WHAT YOU NEED TO DO: Would you output, exactly as written, the line with "Query: green field cap" and all lines after it to the end of the data below, and no others?

Referring expression pointing data:

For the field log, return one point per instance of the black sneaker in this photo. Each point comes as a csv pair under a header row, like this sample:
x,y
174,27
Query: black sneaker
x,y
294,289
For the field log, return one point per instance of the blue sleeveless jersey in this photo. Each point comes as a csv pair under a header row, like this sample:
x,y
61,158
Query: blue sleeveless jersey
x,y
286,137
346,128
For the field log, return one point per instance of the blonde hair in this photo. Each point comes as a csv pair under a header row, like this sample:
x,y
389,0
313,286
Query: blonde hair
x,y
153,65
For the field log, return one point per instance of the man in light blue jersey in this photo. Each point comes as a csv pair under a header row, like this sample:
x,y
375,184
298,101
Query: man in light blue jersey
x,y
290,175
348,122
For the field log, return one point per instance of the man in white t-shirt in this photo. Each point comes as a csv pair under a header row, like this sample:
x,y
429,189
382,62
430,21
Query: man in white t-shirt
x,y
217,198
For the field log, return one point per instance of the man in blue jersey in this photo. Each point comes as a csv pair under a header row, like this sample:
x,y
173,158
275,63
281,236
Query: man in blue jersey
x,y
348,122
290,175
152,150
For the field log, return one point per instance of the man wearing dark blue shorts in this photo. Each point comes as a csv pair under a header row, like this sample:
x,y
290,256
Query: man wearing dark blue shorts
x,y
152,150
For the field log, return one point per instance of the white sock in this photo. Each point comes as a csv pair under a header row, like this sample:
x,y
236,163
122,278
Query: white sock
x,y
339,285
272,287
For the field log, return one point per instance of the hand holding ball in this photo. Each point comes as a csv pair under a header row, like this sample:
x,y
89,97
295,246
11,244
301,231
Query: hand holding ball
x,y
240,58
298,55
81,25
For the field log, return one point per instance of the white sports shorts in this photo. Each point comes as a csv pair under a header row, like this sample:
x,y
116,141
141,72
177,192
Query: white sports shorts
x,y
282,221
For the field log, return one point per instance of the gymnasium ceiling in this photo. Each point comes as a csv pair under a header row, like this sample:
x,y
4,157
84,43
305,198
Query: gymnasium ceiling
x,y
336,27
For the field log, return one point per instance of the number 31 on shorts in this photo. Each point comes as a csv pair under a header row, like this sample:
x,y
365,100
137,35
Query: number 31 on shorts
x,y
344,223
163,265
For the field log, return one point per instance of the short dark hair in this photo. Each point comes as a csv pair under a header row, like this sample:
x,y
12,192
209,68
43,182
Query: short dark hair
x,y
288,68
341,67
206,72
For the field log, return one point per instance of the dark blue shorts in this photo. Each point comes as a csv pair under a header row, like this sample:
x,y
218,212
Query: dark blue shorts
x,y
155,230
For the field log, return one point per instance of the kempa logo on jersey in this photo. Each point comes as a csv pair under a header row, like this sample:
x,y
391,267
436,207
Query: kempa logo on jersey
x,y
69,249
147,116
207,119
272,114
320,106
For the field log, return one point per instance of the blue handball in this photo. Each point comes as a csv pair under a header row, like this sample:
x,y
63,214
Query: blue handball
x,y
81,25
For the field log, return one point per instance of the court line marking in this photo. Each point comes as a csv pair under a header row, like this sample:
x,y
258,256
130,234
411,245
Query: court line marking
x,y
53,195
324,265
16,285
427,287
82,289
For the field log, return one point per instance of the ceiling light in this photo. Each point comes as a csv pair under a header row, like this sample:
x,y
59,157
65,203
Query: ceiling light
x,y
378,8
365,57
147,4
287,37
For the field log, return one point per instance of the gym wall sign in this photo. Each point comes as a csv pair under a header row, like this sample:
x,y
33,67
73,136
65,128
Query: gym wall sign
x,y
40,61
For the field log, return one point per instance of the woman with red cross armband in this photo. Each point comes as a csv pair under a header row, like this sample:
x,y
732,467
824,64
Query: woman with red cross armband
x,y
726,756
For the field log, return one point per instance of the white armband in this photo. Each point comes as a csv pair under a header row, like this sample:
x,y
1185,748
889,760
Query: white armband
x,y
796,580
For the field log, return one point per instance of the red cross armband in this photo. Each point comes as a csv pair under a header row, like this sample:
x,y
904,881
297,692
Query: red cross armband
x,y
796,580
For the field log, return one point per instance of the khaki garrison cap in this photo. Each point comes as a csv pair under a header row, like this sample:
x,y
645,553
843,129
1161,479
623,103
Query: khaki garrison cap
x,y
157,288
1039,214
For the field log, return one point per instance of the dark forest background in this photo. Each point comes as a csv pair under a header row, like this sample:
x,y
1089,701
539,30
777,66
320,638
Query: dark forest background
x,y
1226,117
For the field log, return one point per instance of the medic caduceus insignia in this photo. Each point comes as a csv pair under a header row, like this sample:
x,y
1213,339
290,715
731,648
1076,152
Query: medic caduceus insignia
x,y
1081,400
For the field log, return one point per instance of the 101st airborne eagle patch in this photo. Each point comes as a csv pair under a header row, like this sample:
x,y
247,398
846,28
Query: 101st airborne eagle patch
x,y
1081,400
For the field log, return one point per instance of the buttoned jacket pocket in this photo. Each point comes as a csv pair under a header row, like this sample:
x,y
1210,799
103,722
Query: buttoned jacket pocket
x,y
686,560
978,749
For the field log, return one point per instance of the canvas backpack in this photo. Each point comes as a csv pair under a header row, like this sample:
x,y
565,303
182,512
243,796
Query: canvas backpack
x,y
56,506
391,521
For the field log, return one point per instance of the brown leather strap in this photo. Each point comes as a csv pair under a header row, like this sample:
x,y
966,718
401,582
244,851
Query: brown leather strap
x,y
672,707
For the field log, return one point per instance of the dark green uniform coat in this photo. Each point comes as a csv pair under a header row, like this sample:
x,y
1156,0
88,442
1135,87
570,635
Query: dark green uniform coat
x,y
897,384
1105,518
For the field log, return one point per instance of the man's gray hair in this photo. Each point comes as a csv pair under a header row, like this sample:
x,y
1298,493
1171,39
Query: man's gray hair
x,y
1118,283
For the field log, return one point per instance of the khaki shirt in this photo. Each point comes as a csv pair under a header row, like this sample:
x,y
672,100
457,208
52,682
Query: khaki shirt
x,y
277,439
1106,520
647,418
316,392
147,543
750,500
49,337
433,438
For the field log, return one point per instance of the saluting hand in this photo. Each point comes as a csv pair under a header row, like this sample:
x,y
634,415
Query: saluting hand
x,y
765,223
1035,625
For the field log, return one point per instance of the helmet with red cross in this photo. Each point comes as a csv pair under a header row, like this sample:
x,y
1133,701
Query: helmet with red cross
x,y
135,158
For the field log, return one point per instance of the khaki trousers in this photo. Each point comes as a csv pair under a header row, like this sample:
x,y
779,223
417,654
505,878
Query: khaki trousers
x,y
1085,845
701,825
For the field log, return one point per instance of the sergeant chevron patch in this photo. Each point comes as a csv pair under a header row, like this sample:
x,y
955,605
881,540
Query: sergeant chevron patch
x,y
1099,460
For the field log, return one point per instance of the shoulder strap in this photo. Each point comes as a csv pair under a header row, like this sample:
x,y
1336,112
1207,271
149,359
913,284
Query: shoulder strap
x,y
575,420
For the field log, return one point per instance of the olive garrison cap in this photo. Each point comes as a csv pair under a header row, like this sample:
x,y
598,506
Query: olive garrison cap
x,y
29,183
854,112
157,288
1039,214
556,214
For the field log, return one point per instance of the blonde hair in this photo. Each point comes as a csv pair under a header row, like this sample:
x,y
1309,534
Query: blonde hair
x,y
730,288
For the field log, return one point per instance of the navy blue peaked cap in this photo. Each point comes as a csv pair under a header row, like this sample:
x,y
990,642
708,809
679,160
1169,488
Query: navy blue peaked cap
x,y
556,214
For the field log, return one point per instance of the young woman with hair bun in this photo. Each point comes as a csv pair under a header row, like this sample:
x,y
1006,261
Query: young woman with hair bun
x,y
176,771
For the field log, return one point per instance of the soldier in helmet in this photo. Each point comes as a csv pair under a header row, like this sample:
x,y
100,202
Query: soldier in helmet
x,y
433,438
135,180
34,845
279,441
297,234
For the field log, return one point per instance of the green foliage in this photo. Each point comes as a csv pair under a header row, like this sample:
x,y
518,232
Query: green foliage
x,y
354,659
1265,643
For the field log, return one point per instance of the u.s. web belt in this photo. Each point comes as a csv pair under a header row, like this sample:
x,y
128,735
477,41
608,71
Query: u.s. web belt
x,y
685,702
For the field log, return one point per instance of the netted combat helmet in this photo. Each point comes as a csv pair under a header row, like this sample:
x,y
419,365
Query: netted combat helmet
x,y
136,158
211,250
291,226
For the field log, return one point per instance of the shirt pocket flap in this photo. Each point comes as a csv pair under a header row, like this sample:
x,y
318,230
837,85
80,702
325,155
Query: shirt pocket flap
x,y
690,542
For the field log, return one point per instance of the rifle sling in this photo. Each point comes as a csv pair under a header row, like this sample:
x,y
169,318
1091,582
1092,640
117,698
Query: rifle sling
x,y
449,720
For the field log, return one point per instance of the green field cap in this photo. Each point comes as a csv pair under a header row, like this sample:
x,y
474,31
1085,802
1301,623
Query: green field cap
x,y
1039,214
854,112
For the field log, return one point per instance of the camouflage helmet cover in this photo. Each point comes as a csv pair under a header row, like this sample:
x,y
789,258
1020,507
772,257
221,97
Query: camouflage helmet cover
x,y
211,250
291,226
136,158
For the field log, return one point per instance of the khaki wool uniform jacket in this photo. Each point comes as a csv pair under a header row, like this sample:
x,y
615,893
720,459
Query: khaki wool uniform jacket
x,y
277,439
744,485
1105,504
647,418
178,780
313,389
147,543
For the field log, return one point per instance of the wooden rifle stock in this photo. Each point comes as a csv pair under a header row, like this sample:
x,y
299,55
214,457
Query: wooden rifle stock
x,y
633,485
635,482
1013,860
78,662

RESULT OF THIS TASK:
Query: green field cap
x,y
1039,214
854,112
For the field log, return one point per instance of the camouflage helmet cover in this photo. Each point comes as a csv pair under a header row, like this sample:
x,y
789,258
1020,507
772,257
221,97
Query: camouflage helmet cover
x,y
211,250
291,226
136,158
For the field log, return one point per instance of the khaki wool uniform jacket in this photo. Each point comes as a csv pair under a header row, like this sample:
x,y
615,893
720,459
Query: khaki wool uniform jacket
x,y
277,439
744,485
1105,504
647,418
178,780
313,389
147,543
For the field log, return one point per instance of the wooden rifle stock in this photo. Each point comes as a csv pair under a header row, like this sample:
x,y
299,55
214,457
Query: wooden rifle stock
x,y
633,485
635,482
1013,860
78,662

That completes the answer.